* BEGIN DATA TO USE *

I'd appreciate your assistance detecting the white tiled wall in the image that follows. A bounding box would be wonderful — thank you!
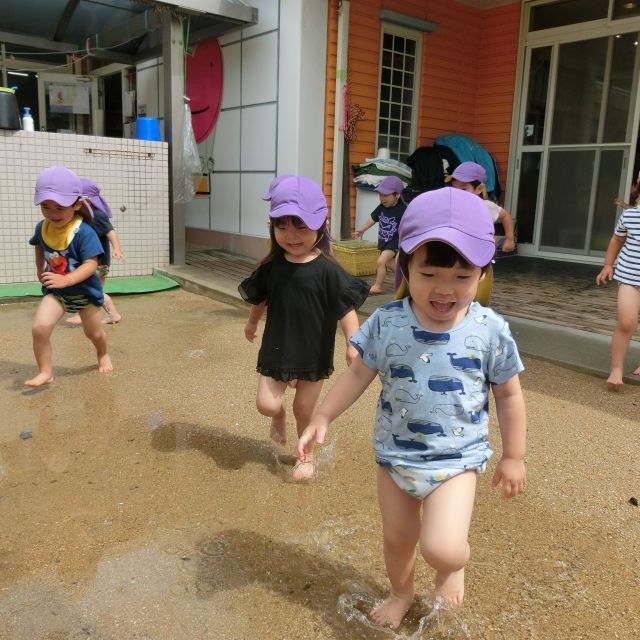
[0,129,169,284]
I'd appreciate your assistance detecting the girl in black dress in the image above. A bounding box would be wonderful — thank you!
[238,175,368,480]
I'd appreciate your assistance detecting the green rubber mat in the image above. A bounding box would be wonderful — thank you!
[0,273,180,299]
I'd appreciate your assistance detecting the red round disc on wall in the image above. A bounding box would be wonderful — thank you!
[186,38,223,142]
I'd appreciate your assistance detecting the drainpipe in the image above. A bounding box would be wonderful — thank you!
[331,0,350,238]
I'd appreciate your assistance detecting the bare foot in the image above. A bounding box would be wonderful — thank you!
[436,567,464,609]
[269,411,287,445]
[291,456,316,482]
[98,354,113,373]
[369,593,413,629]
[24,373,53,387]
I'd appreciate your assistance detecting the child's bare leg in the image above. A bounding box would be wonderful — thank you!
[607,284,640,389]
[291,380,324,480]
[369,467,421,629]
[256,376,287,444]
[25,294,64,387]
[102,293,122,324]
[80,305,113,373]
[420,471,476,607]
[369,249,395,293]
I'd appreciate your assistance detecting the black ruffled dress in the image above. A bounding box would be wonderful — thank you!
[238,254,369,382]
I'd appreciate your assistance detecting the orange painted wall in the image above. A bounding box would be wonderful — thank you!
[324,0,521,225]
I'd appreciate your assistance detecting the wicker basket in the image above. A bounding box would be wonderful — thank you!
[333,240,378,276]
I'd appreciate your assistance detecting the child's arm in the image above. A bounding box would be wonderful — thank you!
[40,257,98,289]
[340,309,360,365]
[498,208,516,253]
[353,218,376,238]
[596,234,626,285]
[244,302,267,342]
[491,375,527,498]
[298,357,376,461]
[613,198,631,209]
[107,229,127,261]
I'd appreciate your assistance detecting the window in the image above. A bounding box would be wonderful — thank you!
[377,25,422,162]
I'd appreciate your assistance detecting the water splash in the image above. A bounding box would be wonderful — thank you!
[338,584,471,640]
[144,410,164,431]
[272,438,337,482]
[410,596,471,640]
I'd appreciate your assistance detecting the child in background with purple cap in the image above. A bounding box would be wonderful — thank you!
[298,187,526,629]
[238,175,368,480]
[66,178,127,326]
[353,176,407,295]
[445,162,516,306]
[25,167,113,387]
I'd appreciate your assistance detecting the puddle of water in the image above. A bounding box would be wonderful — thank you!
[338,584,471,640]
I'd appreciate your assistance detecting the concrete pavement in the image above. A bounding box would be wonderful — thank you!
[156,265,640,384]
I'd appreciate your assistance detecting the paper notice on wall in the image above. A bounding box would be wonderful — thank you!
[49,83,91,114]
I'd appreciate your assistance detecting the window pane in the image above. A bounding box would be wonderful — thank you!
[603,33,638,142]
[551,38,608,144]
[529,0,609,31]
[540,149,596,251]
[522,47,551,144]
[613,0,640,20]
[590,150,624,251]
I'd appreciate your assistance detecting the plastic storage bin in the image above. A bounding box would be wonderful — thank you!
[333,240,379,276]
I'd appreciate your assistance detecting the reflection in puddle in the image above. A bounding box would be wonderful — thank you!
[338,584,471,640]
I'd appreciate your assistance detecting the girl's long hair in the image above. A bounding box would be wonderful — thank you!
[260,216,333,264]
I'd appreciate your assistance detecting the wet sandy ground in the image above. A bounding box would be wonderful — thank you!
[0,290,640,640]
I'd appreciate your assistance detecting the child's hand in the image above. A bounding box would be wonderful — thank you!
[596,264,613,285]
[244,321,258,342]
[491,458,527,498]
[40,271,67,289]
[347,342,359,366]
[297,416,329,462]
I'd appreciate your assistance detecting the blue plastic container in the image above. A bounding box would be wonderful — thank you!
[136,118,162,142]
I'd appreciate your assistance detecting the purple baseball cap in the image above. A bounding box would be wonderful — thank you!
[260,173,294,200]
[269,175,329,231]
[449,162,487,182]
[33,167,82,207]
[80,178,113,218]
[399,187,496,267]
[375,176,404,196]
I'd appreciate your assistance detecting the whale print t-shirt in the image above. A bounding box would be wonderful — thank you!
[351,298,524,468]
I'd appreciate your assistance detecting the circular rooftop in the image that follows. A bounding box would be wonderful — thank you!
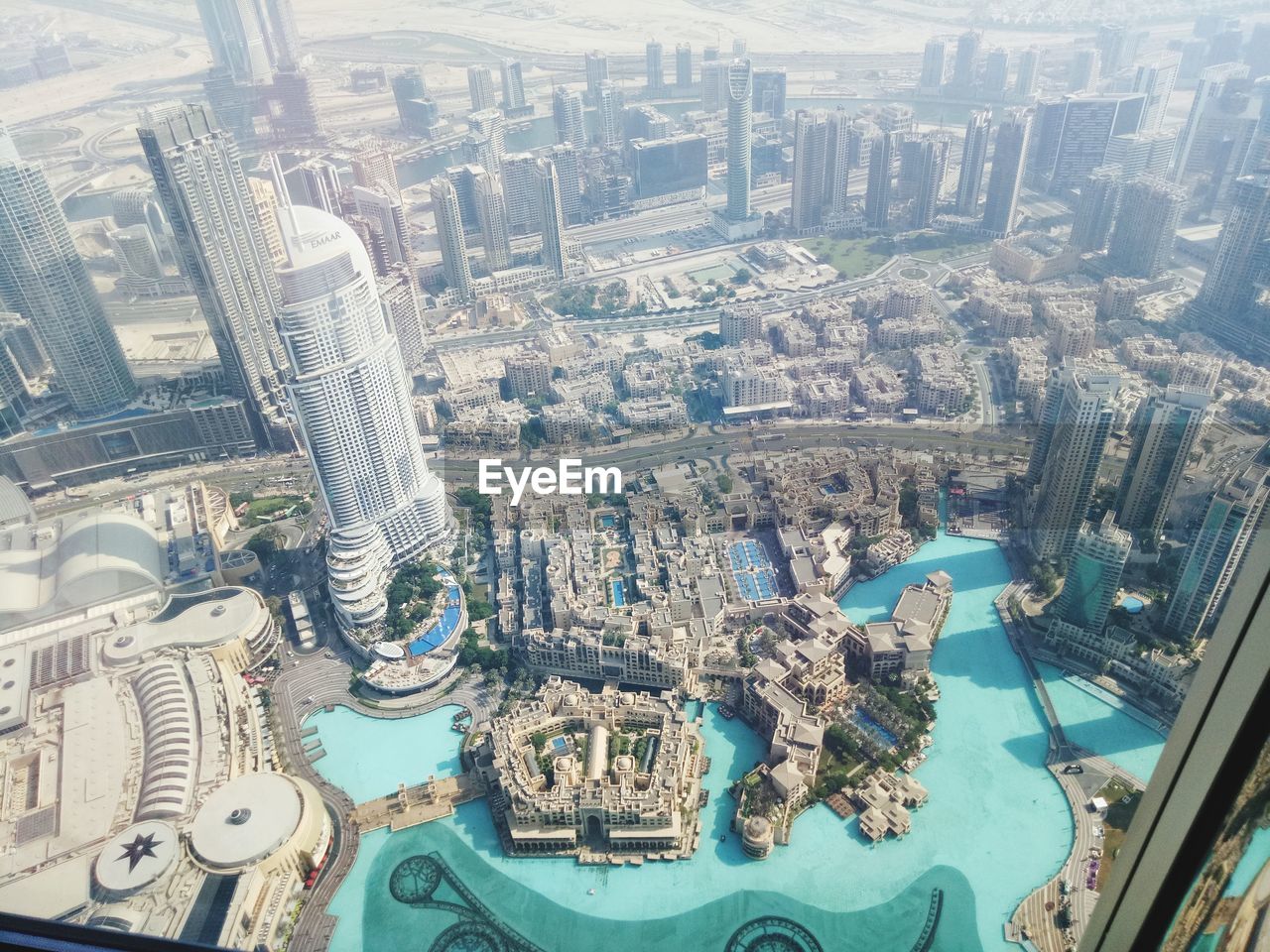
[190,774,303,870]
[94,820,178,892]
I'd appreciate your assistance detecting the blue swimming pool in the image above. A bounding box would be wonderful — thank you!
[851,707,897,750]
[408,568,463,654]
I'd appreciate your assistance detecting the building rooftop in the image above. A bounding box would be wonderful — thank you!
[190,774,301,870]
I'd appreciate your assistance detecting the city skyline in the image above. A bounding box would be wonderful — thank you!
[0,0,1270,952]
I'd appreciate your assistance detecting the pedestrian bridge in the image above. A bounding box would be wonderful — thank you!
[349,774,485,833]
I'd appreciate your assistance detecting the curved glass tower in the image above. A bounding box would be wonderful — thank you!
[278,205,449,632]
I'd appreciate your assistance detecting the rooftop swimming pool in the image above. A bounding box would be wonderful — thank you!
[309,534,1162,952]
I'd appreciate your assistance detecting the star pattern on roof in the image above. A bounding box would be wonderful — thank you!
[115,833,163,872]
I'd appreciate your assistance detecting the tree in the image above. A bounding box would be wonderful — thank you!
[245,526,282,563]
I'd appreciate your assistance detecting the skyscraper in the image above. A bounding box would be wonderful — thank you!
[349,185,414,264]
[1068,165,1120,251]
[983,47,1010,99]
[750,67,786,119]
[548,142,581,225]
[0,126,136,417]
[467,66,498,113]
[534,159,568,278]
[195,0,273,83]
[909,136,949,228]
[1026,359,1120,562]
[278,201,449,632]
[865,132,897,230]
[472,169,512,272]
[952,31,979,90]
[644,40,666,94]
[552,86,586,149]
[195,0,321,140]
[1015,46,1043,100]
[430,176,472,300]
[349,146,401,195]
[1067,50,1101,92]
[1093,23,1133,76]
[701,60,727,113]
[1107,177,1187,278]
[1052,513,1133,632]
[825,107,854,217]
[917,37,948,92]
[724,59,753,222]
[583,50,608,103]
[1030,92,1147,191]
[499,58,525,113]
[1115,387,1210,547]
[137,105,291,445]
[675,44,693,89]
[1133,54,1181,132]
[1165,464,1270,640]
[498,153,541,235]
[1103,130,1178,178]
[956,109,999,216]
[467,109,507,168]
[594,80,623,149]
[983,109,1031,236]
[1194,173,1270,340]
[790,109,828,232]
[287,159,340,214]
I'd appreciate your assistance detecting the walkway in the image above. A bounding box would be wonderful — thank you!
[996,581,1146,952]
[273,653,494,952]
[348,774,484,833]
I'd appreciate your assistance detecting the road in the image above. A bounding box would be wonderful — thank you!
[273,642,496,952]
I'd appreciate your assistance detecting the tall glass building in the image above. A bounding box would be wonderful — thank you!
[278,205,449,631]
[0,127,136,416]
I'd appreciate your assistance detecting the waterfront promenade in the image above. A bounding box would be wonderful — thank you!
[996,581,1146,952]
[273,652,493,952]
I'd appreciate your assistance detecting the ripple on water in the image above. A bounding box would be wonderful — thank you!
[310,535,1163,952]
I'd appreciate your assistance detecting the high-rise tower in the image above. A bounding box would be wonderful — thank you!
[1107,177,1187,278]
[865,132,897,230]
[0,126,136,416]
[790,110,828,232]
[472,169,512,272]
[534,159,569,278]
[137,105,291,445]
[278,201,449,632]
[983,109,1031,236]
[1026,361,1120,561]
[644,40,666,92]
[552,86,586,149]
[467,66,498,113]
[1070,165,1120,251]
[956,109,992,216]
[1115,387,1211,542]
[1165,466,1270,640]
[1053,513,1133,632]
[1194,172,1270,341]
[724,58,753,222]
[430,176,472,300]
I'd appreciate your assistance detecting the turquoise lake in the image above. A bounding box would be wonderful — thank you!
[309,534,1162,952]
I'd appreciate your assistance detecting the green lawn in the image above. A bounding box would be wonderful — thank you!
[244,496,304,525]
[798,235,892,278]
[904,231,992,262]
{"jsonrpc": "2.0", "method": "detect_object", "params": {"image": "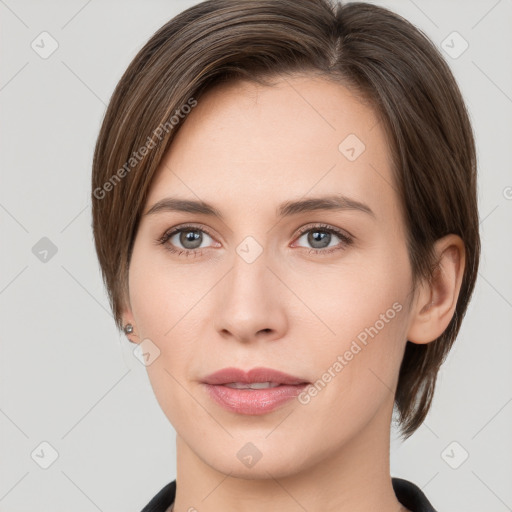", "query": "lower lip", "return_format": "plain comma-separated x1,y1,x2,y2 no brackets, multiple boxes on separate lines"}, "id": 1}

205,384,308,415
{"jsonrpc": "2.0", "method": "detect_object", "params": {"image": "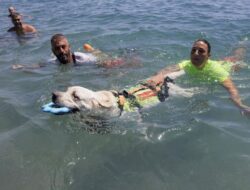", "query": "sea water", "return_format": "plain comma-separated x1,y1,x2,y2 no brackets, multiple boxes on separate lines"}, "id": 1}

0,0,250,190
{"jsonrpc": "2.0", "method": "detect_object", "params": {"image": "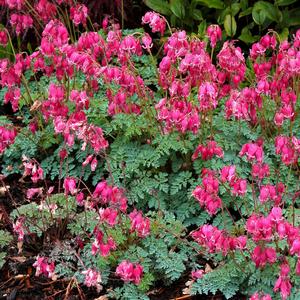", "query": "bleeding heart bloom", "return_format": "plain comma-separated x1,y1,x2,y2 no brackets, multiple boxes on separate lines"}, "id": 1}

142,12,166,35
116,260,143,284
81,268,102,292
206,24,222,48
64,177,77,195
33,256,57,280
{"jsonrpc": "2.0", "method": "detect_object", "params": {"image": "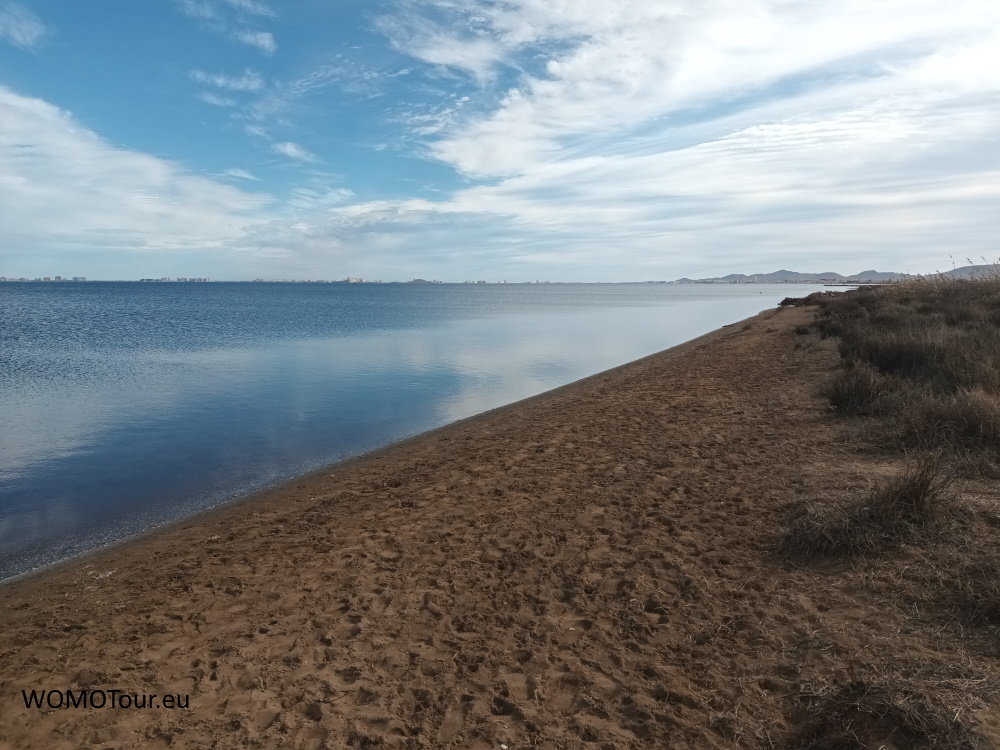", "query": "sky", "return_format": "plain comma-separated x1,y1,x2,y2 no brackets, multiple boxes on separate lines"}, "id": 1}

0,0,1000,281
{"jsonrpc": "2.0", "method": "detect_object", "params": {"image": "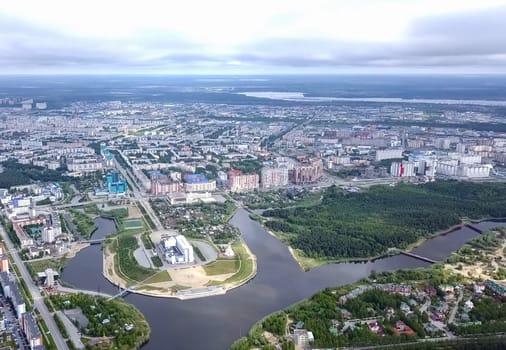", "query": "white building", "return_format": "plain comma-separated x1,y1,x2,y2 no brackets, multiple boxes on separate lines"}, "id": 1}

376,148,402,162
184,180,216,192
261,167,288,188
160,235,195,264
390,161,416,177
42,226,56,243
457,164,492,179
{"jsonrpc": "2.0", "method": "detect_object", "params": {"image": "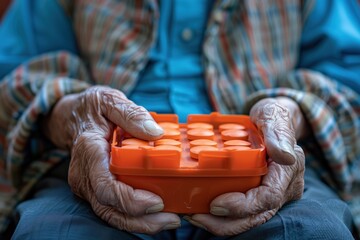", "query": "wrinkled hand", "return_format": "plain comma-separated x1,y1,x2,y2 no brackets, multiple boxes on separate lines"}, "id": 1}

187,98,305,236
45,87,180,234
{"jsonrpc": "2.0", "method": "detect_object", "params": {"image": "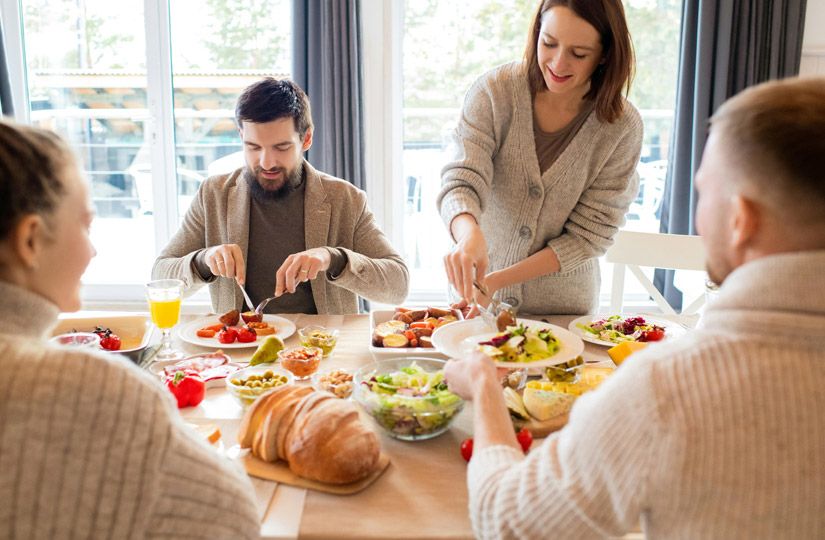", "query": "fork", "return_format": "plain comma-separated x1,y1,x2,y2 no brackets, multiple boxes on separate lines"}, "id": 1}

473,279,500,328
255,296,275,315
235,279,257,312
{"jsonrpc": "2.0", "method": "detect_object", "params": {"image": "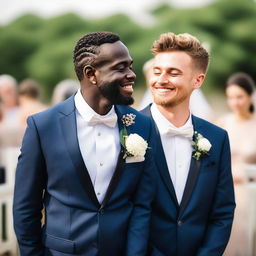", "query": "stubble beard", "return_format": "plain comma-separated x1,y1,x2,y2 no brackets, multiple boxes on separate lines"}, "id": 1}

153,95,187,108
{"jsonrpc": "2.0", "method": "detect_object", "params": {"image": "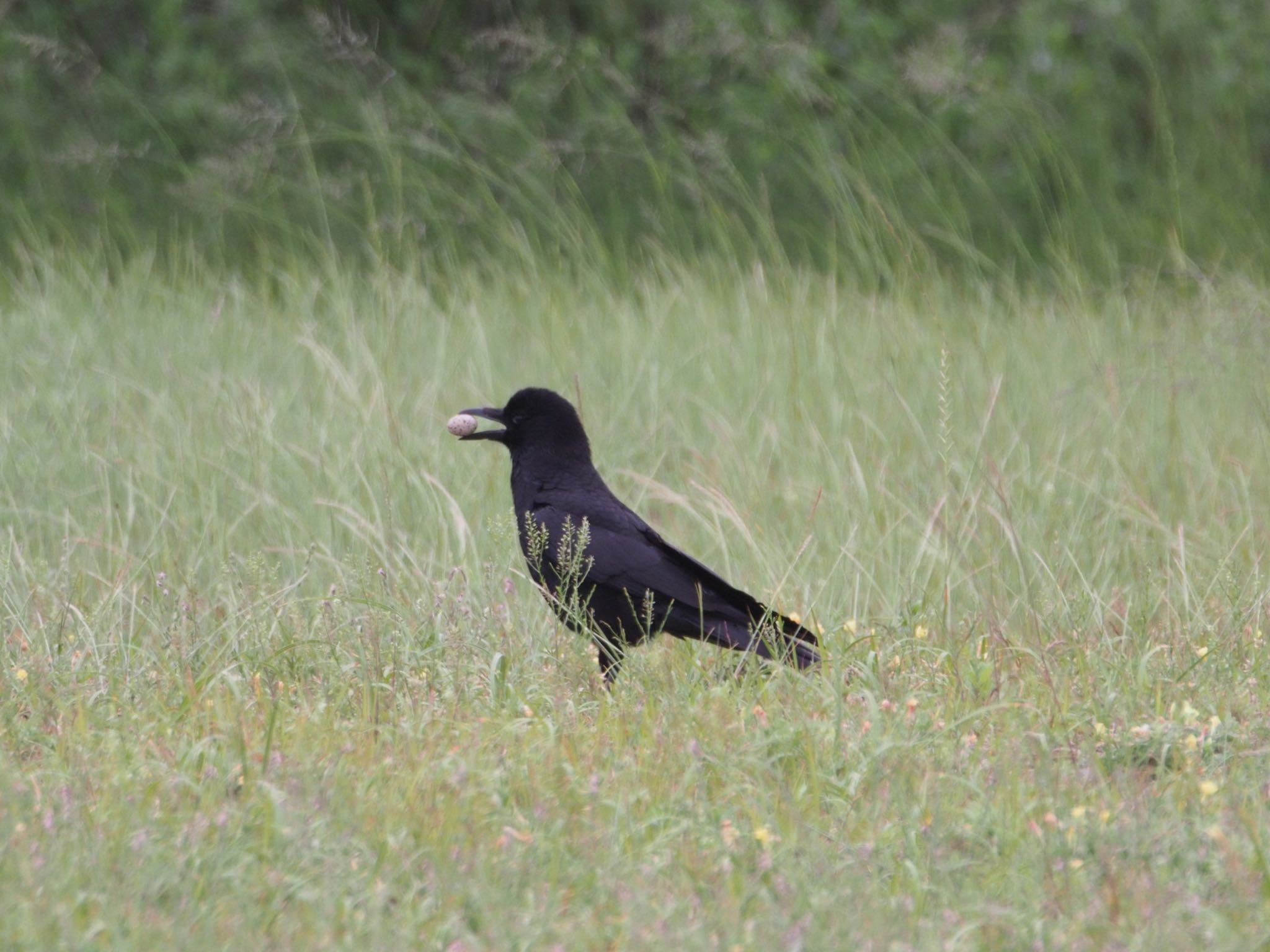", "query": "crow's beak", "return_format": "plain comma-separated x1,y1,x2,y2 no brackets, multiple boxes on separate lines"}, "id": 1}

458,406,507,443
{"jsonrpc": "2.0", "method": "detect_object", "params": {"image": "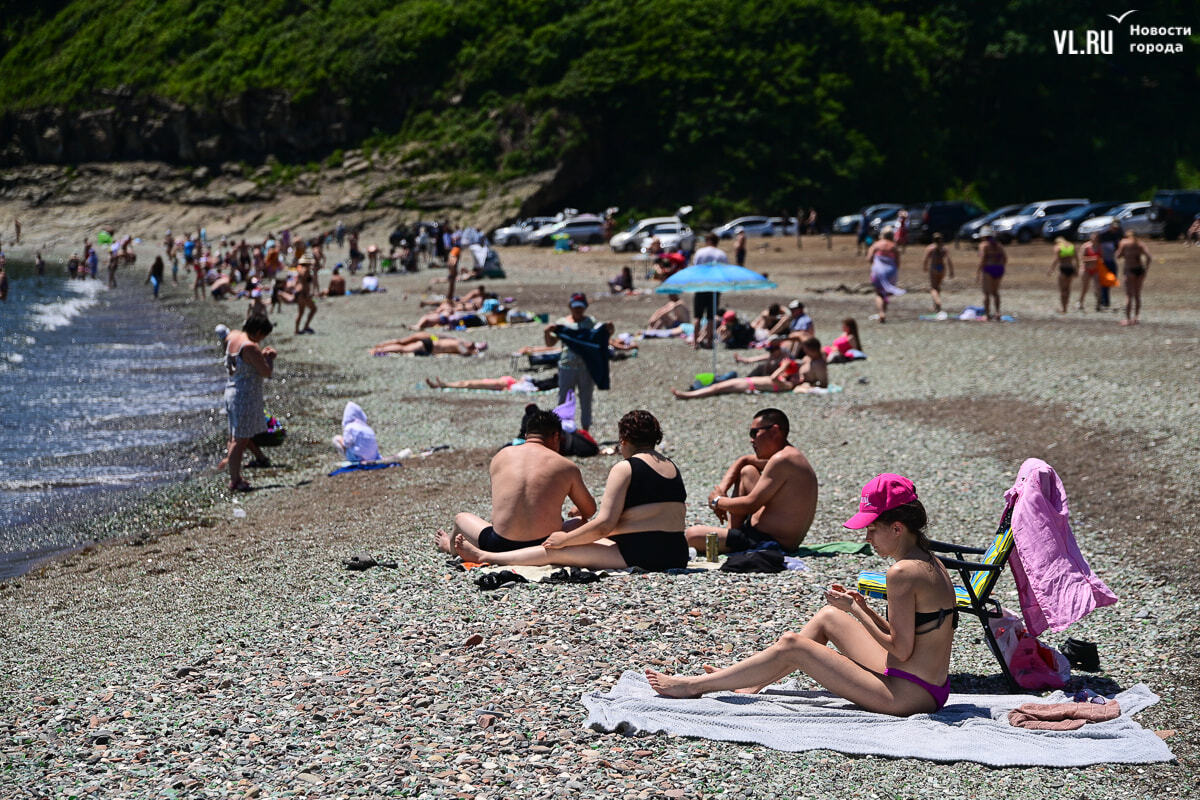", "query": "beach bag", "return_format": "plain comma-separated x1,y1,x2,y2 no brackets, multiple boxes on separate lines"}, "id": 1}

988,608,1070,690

* END DATA TO USE *

EXERCISE REQUIREMENTS: Rewrite the stretch of items from the line containing "I'd appreciate your assistance detecting the bare" through the line containing "[24,373,53,387]", putting "small foot" in place of "bare foot" and leaving everything else the same.

THE RESULT:
I'd appreciate your assistance detecting the small foot in the image above. A bounding box would be wonderful — thank you!
[436,567,464,609]
[269,411,287,445]
[291,456,316,482]
[98,354,113,373]
[369,593,413,629]
[24,373,53,387]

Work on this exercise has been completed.